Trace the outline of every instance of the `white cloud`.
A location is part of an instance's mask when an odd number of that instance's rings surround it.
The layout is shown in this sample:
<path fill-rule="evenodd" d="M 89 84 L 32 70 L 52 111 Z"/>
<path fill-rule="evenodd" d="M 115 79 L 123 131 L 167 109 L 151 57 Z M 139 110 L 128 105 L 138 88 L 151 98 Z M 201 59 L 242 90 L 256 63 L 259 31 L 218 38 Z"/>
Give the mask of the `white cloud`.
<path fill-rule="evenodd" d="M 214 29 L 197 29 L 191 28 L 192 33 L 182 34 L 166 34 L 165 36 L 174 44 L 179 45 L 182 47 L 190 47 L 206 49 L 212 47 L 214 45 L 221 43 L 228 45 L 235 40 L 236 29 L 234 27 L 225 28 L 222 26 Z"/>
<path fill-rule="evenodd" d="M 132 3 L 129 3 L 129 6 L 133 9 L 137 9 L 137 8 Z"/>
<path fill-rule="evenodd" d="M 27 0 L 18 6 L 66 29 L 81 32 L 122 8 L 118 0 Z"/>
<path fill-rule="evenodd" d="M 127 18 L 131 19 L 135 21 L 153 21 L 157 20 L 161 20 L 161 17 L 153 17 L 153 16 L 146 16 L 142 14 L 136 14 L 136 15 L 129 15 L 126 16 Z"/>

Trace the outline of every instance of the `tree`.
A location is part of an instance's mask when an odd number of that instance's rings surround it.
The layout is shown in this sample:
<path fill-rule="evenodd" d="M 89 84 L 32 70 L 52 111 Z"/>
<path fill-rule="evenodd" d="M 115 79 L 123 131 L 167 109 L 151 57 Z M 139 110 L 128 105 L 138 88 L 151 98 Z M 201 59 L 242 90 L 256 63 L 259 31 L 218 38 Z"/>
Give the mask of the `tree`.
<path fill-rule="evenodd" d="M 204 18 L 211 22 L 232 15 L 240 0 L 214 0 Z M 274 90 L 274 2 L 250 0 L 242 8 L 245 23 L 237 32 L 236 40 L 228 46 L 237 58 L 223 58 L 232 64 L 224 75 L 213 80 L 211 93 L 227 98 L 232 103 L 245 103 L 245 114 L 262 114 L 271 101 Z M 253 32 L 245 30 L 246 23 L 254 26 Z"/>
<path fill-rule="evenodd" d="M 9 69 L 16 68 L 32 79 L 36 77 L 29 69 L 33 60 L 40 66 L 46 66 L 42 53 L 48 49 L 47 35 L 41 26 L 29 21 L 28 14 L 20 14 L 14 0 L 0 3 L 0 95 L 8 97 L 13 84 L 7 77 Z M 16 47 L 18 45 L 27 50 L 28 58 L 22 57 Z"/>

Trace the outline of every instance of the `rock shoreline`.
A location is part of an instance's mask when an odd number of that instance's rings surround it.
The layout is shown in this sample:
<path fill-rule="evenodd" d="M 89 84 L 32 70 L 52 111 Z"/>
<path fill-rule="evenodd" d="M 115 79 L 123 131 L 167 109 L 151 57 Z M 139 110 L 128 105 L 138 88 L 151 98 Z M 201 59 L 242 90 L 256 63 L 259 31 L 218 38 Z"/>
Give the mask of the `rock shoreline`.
==
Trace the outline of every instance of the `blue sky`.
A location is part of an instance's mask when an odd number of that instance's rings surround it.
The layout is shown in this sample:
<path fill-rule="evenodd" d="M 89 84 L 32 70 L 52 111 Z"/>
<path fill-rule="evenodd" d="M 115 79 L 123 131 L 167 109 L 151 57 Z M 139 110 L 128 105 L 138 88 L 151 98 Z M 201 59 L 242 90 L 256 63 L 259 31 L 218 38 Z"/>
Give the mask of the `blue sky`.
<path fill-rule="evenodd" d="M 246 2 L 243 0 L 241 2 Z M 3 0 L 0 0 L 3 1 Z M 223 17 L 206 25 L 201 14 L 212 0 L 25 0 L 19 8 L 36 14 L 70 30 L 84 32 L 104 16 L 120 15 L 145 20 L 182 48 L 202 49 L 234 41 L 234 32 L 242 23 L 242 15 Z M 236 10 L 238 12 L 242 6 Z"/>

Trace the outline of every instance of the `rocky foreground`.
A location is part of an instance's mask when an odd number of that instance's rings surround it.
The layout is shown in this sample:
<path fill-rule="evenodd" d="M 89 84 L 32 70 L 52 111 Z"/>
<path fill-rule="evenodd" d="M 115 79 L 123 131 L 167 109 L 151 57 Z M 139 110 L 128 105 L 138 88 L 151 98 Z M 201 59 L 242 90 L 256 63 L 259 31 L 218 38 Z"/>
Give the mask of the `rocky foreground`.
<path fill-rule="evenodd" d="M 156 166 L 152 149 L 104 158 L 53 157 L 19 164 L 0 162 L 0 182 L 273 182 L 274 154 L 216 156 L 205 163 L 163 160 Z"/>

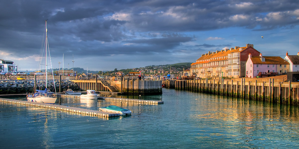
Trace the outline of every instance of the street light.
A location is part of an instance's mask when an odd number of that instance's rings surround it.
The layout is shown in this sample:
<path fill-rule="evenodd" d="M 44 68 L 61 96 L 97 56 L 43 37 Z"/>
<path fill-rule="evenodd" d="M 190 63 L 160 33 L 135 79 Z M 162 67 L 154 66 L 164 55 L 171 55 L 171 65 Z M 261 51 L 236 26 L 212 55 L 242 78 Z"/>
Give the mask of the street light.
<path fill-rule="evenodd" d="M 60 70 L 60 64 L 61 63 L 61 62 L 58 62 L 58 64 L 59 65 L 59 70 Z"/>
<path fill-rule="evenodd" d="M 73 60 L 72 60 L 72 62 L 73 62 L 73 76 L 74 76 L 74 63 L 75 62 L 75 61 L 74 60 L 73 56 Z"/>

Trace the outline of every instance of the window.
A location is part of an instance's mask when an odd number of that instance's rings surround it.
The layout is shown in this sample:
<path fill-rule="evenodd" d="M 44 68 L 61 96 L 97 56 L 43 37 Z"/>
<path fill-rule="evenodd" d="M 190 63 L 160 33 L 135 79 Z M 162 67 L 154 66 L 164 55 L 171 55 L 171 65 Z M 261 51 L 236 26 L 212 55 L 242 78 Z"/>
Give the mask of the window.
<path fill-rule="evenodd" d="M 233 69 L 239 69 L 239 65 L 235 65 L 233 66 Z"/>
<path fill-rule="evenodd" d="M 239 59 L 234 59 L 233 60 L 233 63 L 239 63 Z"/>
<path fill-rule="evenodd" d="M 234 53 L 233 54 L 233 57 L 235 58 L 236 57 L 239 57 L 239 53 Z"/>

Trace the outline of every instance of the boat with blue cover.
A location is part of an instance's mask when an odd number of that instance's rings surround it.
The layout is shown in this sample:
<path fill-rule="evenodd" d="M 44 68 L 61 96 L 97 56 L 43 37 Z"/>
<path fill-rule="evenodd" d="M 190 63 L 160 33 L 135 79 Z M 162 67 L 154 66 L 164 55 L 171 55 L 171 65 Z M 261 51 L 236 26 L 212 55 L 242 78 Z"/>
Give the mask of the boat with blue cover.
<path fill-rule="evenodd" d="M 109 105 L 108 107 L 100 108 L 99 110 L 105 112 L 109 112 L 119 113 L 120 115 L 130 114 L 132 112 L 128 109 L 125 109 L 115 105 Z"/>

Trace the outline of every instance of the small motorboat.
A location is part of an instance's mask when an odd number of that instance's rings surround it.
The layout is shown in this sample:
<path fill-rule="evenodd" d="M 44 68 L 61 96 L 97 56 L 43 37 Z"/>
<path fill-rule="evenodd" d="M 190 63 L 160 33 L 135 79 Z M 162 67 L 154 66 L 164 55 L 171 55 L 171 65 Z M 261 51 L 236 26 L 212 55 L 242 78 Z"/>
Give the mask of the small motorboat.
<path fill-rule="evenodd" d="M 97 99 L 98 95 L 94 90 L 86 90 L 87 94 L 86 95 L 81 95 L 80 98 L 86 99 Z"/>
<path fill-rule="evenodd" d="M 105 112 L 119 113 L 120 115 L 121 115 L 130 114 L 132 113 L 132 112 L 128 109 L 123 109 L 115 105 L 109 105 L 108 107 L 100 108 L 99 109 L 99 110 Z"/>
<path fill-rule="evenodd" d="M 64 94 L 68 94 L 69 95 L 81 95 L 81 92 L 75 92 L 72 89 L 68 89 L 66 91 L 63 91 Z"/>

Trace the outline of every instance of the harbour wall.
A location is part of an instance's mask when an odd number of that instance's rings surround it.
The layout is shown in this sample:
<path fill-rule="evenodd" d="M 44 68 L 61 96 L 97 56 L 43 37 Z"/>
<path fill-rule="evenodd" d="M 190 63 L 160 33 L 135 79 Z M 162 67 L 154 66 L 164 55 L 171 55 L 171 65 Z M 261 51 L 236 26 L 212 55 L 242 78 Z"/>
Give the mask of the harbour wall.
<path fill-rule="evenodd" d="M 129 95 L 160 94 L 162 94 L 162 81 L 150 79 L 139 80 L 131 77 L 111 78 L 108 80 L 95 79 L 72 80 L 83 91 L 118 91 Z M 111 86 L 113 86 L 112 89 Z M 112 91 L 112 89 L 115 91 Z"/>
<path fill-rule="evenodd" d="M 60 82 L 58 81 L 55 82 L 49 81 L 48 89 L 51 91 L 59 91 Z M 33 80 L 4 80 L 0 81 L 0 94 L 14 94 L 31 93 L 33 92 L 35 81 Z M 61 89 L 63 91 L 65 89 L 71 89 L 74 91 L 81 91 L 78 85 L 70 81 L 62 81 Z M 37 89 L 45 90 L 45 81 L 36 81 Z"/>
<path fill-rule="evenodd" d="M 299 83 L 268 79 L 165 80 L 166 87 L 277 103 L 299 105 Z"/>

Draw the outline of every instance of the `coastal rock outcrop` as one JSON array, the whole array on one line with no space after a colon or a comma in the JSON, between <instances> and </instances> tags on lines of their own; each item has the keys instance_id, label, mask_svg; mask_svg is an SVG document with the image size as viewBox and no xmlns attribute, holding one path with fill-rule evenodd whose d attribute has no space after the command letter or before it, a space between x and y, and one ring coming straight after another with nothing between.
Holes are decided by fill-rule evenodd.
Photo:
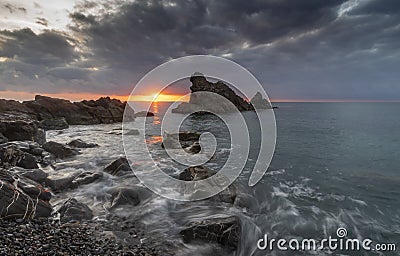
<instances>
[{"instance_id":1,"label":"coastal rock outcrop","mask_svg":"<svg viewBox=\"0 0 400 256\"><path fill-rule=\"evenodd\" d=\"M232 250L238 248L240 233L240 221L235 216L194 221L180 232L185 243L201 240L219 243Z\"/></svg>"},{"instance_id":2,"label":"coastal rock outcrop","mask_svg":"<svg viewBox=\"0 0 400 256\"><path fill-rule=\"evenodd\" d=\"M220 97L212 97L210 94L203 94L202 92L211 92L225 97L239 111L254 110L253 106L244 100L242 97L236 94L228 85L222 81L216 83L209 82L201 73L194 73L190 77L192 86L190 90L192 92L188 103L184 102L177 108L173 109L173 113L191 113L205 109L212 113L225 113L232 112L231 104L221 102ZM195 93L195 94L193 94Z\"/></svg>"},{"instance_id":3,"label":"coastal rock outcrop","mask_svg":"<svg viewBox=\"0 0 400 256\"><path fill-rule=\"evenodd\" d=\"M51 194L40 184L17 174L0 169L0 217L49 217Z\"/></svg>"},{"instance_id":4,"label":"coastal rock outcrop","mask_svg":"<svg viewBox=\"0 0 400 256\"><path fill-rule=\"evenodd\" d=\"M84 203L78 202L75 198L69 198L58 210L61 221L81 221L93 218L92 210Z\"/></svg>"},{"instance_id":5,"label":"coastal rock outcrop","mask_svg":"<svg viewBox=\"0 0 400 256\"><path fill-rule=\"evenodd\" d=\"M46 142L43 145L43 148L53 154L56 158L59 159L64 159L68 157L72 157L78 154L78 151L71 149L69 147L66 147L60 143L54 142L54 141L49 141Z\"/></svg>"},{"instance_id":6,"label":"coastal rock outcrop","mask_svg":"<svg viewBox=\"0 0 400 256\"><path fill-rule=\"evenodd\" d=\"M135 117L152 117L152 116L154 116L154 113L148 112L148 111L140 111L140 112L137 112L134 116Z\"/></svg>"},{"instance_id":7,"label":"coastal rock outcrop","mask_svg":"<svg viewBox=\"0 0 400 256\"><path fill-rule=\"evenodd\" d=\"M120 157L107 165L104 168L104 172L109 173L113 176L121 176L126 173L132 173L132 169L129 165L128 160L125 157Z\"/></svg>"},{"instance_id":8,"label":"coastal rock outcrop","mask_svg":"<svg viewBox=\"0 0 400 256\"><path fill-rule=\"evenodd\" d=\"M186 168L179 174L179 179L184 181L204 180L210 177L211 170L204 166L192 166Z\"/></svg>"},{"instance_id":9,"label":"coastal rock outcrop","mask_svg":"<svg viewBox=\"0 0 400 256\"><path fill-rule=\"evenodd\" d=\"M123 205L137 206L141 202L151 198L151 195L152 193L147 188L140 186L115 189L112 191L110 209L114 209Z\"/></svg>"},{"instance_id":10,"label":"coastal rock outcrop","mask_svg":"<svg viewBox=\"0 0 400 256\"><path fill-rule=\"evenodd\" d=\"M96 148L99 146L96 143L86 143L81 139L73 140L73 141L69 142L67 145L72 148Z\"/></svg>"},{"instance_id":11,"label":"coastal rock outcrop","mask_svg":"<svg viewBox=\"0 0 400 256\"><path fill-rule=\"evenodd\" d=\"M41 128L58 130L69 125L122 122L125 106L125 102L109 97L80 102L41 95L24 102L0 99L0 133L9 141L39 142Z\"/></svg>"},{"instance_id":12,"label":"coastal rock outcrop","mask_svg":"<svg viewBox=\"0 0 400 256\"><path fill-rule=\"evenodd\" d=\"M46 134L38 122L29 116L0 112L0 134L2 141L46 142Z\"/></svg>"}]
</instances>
---
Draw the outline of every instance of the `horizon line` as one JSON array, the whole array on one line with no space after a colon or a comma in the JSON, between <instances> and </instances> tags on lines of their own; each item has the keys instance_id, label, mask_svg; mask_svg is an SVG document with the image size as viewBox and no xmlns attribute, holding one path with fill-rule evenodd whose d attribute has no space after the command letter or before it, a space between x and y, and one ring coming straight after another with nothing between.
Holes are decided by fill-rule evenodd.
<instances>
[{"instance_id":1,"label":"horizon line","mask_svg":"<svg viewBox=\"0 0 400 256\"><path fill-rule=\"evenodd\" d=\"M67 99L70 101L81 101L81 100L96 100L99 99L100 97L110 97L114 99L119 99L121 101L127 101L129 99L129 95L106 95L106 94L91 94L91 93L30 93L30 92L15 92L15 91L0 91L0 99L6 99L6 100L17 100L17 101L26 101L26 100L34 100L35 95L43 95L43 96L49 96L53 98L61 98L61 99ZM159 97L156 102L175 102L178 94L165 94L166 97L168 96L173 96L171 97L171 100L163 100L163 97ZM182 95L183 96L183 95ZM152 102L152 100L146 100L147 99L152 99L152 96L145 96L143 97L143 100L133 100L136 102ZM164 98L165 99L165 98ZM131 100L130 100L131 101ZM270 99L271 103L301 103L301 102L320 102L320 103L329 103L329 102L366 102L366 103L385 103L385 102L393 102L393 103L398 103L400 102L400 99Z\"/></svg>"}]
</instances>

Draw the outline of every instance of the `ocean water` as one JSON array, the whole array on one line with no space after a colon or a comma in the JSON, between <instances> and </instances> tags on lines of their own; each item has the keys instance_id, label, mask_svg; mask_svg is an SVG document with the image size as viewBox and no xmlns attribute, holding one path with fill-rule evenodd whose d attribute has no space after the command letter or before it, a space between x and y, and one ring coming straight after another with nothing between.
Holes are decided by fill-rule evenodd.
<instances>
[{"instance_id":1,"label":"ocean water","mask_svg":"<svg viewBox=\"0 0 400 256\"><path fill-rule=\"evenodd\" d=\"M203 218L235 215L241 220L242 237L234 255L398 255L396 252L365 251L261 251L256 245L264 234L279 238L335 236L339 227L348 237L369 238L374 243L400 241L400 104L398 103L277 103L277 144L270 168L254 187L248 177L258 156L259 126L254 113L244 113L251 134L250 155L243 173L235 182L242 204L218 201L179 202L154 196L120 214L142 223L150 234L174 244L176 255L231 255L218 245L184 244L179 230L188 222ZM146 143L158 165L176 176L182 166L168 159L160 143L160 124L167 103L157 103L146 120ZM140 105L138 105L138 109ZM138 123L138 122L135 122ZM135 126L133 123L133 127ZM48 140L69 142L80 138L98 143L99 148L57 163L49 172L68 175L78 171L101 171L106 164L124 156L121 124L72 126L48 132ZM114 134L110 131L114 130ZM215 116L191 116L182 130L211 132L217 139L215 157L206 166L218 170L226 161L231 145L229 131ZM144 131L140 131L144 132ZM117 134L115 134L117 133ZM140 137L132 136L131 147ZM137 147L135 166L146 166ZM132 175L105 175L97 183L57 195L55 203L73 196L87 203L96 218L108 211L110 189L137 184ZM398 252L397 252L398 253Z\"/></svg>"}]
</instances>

What to produce> Reproduce the part that opens with the line containing "Trace the outline of every instance of the small" and closes with the line containing "97 99 L 98 95", replacing "motorboat" with "speedboat" and leaving everything else unchanged.

Solution to the problem>
Trace the outline of every instance of the small speedboat.
A location is part of an instance's mask when an odd number of that instance's rings surround it.
The layout is shown in this sample:
<path fill-rule="evenodd" d="M 44 68 L 61 96 L 97 56 L 43 37 Z"/>
<path fill-rule="evenodd" d="M 190 63 L 160 33 L 135 79 Z M 162 67 L 154 66 L 164 55 L 171 55 L 171 65 Z M 261 51 L 236 26 L 212 55 L 242 78 Z"/>
Give the mask of the small speedboat.
<path fill-rule="evenodd" d="M 97 99 L 98 95 L 94 90 L 86 90 L 87 94 L 86 95 L 81 95 L 80 98 L 86 99 Z"/>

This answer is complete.